The full set of records is to be reproduced verbatim.

Start of DATA RECORDS

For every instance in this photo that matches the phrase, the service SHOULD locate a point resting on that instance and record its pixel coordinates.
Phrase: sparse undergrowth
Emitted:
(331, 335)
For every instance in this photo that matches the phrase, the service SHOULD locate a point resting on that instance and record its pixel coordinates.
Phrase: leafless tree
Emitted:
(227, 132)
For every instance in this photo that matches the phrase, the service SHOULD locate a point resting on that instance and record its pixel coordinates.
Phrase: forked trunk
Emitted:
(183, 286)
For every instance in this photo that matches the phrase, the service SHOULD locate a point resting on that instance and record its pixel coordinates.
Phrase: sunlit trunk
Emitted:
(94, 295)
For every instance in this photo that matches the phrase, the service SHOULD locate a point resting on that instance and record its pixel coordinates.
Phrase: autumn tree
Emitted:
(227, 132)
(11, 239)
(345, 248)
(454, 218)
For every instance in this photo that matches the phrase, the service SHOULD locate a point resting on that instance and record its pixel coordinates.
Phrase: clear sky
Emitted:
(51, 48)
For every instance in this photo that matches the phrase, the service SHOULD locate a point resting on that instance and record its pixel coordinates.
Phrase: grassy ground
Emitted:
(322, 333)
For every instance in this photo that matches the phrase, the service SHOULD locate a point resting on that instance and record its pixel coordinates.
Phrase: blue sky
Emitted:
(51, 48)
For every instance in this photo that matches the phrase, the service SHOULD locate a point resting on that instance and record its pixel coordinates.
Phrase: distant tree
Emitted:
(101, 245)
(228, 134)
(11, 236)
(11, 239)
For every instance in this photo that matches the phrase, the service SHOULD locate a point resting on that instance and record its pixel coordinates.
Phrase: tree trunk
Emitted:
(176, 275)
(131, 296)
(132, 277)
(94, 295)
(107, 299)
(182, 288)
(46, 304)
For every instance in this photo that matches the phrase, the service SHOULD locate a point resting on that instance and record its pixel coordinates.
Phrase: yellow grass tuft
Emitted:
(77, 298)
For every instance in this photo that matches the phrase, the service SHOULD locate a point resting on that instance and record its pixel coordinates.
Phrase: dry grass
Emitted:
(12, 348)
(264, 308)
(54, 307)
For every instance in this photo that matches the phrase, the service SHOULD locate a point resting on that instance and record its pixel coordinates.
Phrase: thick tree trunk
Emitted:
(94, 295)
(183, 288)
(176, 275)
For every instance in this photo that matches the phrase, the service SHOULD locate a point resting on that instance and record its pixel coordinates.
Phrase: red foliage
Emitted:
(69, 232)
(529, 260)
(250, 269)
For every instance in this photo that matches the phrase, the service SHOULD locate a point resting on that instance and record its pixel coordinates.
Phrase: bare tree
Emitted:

End of DATA RECORDS

TASK SOLUTION:
For every instance in this photo that matches the phrase, the service SHOULD locate a point resting on that instance and record its pixel coordinates.
Phrase: sparse undergrowth
Emitted:
(331, 335)
For every instance in this photo that matches the phrase, the service SHOULD locate a point resting on that instance and record its pixel coordinates.
Phrase: leafless tree
Emitted:
(227, 132)
For every instance in this photo that matches the phrase, the service SHOULD locate a point resting on that instance and record its pixel coordinates.
Phrase: forked trunk
Emitted:
(183, 286)
For every instance in this photo that matches the phrase, the service SHOULD locate a point resting on that instance and record its pixel coordinates.
Phrase: sunlit trunk
Emitted:
(94, 295)
For every instance in this photo that matches the phrase, the service SHOULD locate a point resting on that instance and record its pixel coordinates.
Phrase: autumn tree
Emitted:
(227, 132)
(11, 239)
(345, 248)
(454, 218)
For every instance in this photo that matches the phrase, the service SHOULD locate a point resting on that instance and record its pixel coordinates.
Phrase: clear sky
Emitted:
(51, 48)
For every instance in this photo that matches the phrase, the service SHOULD locate a point resting on that instance and record its pixel coordinates.
Phrase: grassy ground
Emitted:
(322, 333)
For every instance in this photo that matches the phrase, the service SHOULD locate a point resting on that instance and record its pixel coordinates.
Phrase: blue sky
Emitted:
(51, 48)
For every instance in this photo that matches the phrase, the service SHOULD locate a point resting on that instance and record its pixel coordinates.
Phrase: distant tree
Emitted:
(101, 245)
(228, 134)
(11, 236)
(11, 239)
For every instance in this photo that matches the phrase, the service SHOULD locate a point resting on that instance and record its pixel coordinates.
Phrase: tree trunk
Emitted:
(176, 275)
(131, 296)
(132, 277)
(94, 295)
(107, 299)
(182, 288)
(46, 304)
For every instance in this photo that matches the phrase, the service SHOULD locate a point resting on that instance and record its pixel coordinates.
Phrase: yellow grass tuft
Emitted:
(77, 298)
For every instance in this photo that matches the phrase, the service SHOULD locate a point resting on that instance and record its pixel coordinates.
Phrase: dry grass
Emitted:
(12, 348)
(264, 308)
(54, 307)
For every instance in this photo that matches the phrase, the service SHOULD locate a point resting on that instance and record its pixel coordinates.
Phrase: thick tree trunk
Emitted:
(94, 295)
(183, 288)
(176, 275)
For every instance in this photo that matches the phrase, the service SHOULD locate a point resting on that instance and record its pixel coordinates.
Phrase: red foliage
Emitted:
(69, 232)
(529, 260)
(250, 269)
For every instance in this photo that matches the phrase, the service SHOULD locate a point resting on that instance and record its pixel coordinates.
Phrase: bare tree
Emitted:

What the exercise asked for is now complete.